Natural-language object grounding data
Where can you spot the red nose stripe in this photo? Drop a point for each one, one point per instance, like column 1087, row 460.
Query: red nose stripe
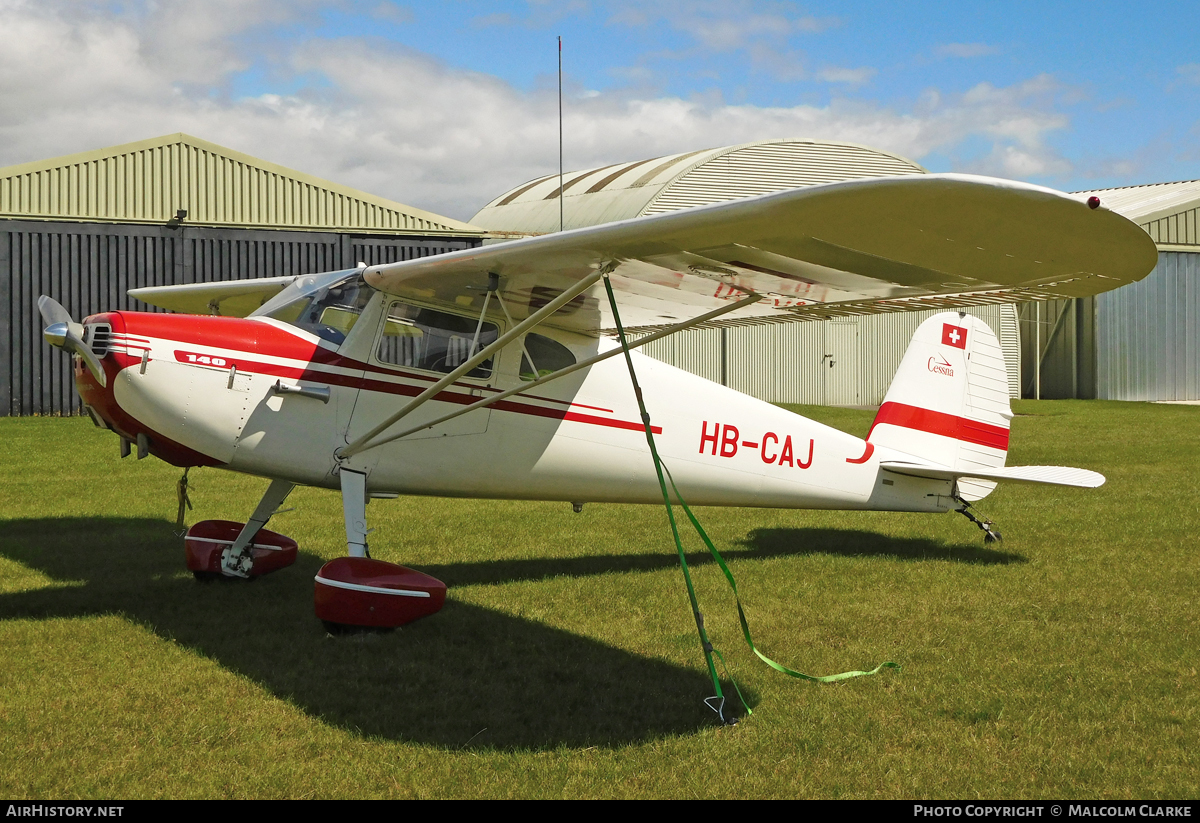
column 937, row 422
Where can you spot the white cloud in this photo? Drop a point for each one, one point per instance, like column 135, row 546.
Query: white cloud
column 966, row 50
column 847, row 76
column 399, row 124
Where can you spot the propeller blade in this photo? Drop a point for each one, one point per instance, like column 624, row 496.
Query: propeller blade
column 52, row 312
column 64, row 332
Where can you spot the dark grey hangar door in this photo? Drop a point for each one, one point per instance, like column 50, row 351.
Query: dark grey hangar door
column 841, row 362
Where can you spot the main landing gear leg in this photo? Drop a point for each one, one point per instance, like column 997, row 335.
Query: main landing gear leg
column 354, row 509
column 990, row 533
column 359, row 593
column 237, row 560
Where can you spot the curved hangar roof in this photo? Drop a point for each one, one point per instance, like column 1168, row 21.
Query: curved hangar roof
column 696, row 178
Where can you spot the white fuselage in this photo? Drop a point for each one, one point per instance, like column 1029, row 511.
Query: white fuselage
column 210, row 385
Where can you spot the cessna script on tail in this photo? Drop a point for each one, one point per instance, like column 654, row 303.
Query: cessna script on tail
column 491, row 372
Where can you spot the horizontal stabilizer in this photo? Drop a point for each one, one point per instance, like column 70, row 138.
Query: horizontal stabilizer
column 1054, row 475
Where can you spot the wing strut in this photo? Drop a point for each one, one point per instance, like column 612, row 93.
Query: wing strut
column 563, row 372
column 484, row 354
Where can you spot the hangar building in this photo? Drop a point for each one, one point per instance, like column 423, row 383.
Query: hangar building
column 844, row 361
column 1140, row 342
column 173, row 209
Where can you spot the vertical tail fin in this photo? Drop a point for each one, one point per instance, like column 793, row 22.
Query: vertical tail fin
column 948, row 402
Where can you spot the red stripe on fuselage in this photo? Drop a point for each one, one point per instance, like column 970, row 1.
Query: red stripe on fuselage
column 237, row 335
column 939, row 422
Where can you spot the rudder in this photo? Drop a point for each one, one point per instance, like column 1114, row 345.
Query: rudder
column 948, row 402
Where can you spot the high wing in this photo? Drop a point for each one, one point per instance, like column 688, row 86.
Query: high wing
column 853, row 247
column 231, row 298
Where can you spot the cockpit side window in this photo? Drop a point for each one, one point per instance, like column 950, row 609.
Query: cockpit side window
column 433, row 341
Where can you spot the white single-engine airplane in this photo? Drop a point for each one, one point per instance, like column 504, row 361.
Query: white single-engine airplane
column 491, row 372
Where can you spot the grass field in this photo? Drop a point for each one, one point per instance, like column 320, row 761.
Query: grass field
column 1060, row 665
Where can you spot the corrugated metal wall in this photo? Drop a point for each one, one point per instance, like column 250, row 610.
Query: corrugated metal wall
column 847, row 361
column 150, row 180
column 1139, row 342
column 88, row 268
column 1147, row 334
column 1180, row 228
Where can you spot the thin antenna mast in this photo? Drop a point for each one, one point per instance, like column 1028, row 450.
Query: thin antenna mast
column 561, row 132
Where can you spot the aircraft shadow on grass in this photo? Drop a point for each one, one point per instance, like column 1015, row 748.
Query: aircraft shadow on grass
column 468, row 677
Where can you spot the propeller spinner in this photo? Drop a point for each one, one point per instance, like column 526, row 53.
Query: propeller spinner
column 65, row 334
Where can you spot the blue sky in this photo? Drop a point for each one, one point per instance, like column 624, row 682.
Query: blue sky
column 444, row 106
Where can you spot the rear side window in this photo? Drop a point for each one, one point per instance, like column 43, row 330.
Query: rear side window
column 549, row 355
column 433, row 341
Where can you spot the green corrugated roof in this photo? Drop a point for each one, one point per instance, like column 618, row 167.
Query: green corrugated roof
column 149, row 180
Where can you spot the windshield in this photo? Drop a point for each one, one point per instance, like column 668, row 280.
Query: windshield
column 327, row 305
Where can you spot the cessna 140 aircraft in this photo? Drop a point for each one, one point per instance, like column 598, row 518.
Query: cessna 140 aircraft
column 492, row 372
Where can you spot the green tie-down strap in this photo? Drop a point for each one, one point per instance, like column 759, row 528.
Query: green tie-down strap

# WHAT IS REQUIRED
From the line containing "Where can you spot the rear" down to the last line of the data above, copy every line exactly; leave out all other lines.

# OUTPUT FOR THIS TASK
Where can you spot the rear side window in this photo? Drop a point for each one, one point per instance, like column 43, row 330.
Query: rear side window
column 549, row 355
column 433, row 341
Where can you spot the green corrugated roof in this photo? Drop a point for each one, one point per instance, like column 618, row 167.
Query: green corrugated roof
column 149, row 180
Where can you spot the windshield in this photo? Drop a point for each one, one point per instance, like column 668, row 280.
Query: windshield
column 327, row 305
Where can you spot the cessna 140 aircraft in this photo? Drop a point for each one, one point per instance, like column 598, row 518.
Query: cessna 140 aircraft
column 492, row 372
Where can you spot the green tie-down strap in this photo? Drop a point for each one, one point per instance, like column 759, row 528.
Query: green tie-down strap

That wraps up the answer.